- [Saved entries]
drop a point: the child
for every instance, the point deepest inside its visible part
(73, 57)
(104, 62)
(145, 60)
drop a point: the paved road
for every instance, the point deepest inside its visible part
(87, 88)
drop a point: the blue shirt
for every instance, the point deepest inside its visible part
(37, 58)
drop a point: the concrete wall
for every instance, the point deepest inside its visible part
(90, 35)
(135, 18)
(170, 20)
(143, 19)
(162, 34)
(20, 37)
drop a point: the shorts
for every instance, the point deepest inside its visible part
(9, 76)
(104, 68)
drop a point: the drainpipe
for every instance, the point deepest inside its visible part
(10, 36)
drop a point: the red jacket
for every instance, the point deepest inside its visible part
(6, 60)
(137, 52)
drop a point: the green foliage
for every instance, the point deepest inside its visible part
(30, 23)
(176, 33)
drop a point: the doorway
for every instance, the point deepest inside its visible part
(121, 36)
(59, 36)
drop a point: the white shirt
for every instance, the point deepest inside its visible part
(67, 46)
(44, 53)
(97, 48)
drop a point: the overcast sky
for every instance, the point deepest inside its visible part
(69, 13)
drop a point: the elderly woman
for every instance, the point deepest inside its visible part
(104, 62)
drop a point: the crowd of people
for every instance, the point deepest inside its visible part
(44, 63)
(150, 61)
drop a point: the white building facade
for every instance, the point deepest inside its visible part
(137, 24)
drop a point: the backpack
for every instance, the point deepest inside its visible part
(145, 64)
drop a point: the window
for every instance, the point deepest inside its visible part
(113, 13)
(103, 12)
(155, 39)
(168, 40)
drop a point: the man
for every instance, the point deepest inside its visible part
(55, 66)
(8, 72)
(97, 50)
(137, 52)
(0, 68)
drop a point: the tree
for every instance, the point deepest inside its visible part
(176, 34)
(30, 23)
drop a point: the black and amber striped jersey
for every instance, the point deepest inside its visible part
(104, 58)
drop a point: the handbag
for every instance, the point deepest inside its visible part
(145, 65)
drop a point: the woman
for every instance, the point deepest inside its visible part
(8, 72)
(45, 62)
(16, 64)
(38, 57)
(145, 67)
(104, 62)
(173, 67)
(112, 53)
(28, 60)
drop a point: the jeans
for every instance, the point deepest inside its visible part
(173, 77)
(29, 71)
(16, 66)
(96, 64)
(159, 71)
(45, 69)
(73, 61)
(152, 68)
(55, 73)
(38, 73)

- [TASK] Write out all the records again, substituting "place a point" for every occurrence of "drop a point" and leaving everything else unchanged.

- [REPLY]
place a point: the child
for every instance, the point deepest inside its visible part
(73, 57)
(104, 62)
(145, 60)
place a point: the paved road
for every instance, the point deepest inside its visible part
(87, 88)
place a point: the blue shirt
for every instance, the point deepest inside its visible part
(37, 58)
place a point: the concrete wall
for every instance, the point deepest inside its visible part
(90, 35)
(135, 18)
(170, 20)
(143, 19)
(162, 34)
(20, 37)
place a point: the shorts
for every instance, the point deepest inside its visible part
(9, 76)
(104, 68)
place a point: the drainpipe
for every instance, the point deepest inside its visible part
(10, 36)
place a point: the red jacket
for every instance, the point deepest inside its visible part
(6, 60)
(137, 52)
place a point: the green foliage
for every instance, the point deepest inside its visible part
(30, 23)
(176, 33)
place a point: the doorway
for every instance, the point deepest inside its visible part
(121, 36)
(59, 36)
place a point: the white shirt
for every instance, the point deepest inside its visible part
(67, 46)
(44, 53)
(97, 48)
place a point: the overcast sky
for every instance, the point deepest inside its visible part
(69, 13)
place a point: the elderly woman
for every instance, the point deepest inside its visible part
(104, 62)
place a point: the crowd of people
for every instance, the point deepest inside its visible part
(44, 63)
(150, 61)
place a point: the white building facade
for every instance, the point deepest inside its visible part
(137, 24)
place a point: the backpack
for every instance, the point deepest inside its visible part
(145, 64)
place a point: the window
for every instance, the point deepest inside its visible part
(113, 13)
(103, 12)
(155, 39)
(168, 40)
place a point: the man
for every instance, the point deepest inside its visible part
(55, 66)
(8, 72)
(97, 50)
(137, 52)
(0, 68)
place a point: the tree
for every instance, the point deepest inside its visible part
(176, 34)
(30, 23)
place a point: the black and amber striped jersey
for every instance, the point deepest inside its visible part
(104, 58)
place a point: the handbag
for every instance, the point deepest inside its visible part
(145, 65)
place a point: the woman
for every instance, the point deepest inside its visible part
(8, 72)
(45, 62)
(16, 64)
(38, 57)
(145, 67)
(104, 62)
(173, 67)
(112, 53)
(28, 60)
place a point: the jeans
for every instance, the point deepest inside its visible part
(173, 77)
(29, 71)
(16, 66)
(96, 64)
(159, 71)
(45, 69)
(73, 61)
(152, 68)
(55, 73)
(38, 73)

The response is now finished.